[Begin RECORD SET]

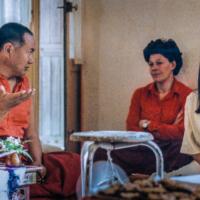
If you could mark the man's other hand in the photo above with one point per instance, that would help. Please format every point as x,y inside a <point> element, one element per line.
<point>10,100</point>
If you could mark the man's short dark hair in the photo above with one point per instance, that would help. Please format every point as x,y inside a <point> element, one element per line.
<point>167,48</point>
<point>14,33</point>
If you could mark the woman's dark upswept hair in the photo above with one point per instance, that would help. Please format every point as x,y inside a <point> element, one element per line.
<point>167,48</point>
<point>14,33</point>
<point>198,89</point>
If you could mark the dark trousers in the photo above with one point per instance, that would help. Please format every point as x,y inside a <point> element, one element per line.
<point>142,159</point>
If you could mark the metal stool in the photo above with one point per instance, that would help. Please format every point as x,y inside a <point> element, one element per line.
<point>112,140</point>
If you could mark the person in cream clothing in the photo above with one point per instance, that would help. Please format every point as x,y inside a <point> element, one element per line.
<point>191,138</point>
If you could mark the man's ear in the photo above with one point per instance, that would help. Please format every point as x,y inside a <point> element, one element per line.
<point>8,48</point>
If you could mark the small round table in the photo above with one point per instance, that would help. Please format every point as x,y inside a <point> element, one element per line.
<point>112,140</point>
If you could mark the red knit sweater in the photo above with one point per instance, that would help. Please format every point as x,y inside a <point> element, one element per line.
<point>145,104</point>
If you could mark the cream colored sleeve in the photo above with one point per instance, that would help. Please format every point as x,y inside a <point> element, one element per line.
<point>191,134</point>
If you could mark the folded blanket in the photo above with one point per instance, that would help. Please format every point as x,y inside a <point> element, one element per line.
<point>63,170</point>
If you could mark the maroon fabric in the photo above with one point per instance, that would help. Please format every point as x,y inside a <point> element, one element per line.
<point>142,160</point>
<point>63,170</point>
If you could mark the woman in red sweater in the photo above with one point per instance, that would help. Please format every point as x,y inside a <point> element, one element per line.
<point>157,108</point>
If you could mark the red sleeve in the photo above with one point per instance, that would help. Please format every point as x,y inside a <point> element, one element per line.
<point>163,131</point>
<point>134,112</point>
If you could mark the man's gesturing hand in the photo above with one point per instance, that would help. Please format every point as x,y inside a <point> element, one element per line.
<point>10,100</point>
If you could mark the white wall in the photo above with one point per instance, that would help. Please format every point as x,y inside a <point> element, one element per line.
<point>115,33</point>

[End RECORD SET]
[Begin RECORD SET]

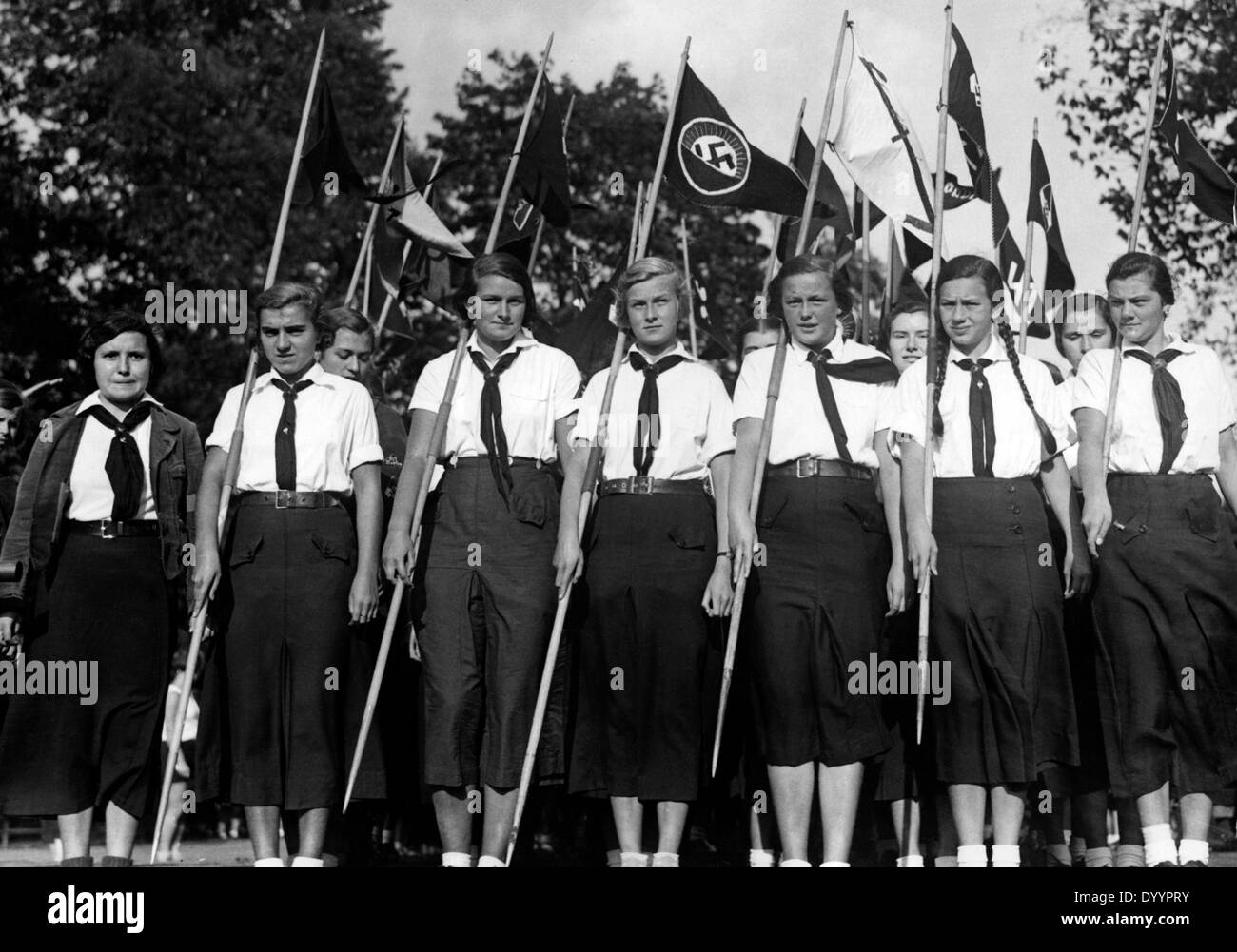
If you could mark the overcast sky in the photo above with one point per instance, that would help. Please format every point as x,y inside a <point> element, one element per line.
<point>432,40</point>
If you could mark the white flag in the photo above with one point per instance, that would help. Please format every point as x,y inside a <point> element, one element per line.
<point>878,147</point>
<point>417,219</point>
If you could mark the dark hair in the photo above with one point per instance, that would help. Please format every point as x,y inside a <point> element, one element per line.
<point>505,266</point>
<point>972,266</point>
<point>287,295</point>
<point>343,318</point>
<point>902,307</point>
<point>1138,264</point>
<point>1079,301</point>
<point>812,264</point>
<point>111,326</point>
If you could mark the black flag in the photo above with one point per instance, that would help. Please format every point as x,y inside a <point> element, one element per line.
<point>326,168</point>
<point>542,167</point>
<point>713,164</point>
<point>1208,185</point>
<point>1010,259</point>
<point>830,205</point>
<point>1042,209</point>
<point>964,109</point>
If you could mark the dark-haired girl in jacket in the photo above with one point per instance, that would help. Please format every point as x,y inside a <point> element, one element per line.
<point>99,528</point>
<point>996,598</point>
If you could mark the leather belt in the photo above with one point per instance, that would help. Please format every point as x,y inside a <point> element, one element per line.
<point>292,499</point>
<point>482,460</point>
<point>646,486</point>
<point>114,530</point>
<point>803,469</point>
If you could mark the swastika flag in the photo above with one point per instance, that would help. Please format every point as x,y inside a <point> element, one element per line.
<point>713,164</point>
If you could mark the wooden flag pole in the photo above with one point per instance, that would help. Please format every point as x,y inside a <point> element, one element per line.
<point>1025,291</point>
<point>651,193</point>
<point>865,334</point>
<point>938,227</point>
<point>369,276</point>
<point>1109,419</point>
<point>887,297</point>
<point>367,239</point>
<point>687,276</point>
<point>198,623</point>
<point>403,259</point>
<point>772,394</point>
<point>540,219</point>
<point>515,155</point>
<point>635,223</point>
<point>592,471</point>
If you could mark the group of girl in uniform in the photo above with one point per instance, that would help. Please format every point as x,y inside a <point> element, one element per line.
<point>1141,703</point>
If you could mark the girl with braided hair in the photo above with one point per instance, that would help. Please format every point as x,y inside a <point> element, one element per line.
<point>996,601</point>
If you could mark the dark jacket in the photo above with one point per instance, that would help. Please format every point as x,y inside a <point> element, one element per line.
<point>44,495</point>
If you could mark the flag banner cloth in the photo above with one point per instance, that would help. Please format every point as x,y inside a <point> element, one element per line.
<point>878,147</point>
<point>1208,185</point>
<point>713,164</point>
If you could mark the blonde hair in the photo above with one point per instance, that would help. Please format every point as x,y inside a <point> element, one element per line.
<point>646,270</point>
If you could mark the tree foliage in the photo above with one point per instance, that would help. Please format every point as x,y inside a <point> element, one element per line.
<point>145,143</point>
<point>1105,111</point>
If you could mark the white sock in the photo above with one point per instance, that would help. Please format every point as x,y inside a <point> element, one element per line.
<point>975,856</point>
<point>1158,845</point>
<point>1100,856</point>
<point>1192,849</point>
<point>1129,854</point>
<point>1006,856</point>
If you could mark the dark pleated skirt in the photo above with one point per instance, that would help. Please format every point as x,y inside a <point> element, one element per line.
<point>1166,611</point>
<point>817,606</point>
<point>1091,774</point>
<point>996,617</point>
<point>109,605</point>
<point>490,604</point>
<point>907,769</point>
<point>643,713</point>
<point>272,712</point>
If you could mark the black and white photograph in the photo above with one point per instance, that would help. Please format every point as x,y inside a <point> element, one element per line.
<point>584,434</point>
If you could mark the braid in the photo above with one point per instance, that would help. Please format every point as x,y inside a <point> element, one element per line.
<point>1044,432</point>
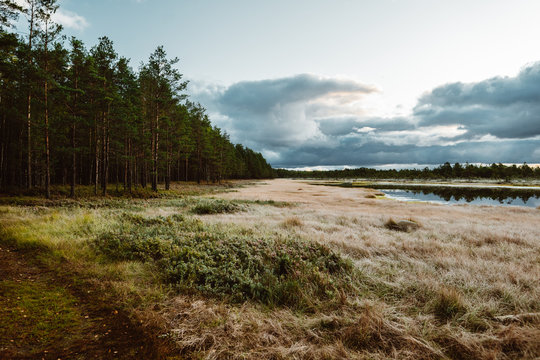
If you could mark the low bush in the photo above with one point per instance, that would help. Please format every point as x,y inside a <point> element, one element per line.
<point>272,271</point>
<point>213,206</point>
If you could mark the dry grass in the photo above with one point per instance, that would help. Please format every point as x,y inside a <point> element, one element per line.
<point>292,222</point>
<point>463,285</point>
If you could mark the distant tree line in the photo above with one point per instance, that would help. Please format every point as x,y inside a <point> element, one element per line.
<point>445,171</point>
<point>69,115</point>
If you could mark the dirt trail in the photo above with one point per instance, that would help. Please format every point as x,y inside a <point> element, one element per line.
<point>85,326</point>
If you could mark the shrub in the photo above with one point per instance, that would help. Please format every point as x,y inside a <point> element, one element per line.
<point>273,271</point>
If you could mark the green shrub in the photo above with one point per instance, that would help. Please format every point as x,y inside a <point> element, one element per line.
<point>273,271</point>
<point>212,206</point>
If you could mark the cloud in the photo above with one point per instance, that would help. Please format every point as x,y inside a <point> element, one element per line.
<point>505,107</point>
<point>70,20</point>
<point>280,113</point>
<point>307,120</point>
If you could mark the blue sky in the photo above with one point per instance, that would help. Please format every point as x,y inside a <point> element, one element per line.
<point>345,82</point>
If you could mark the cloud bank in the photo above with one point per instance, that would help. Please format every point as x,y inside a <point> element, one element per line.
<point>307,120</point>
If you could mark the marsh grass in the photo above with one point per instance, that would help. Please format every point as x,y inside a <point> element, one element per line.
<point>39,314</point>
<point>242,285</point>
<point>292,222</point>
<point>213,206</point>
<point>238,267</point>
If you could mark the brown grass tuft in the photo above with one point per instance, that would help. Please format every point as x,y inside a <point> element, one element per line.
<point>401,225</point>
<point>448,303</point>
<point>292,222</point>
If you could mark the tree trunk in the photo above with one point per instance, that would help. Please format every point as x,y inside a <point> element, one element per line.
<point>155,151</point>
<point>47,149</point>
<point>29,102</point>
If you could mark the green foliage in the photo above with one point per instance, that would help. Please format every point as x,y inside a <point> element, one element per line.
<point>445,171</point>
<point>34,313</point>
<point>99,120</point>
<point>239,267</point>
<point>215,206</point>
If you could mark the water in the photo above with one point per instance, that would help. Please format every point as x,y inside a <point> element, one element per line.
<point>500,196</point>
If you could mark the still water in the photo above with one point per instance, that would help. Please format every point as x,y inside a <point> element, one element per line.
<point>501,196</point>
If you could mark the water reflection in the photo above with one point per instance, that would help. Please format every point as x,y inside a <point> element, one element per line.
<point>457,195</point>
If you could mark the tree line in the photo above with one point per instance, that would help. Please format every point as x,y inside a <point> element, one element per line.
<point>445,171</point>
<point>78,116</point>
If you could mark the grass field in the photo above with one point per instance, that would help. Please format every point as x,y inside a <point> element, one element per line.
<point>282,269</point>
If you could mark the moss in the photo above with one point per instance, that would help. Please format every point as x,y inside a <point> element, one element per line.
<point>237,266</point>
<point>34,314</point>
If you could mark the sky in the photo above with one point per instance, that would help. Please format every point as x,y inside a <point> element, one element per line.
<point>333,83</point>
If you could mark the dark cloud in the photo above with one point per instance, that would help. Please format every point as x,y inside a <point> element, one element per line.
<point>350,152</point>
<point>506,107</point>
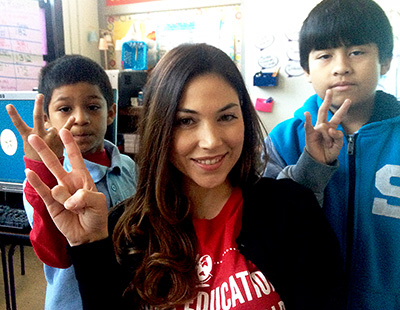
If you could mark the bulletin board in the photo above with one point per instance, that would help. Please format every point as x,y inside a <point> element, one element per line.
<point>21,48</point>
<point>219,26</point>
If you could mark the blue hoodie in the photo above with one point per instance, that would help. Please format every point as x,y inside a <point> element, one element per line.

[End RECORD SET]

YOUR OBJECTIVE:
Rescale the records from the line with "If you could mark the white flag" up to and including the line with "<point>417,219</point>", repeating every line with the request kept as is and each point coordinate in the answers multiplied by 1.65 and rounded to a whole number, with halves rounded up. Return only those lines.

CORRECT OUTPUT:
If you could mark the white flag in the photo above with one point per instance, that would help. Please format every point as x,y inside a <point> element, one element per line.
<point>1449,243</point>
<point>688,361</point>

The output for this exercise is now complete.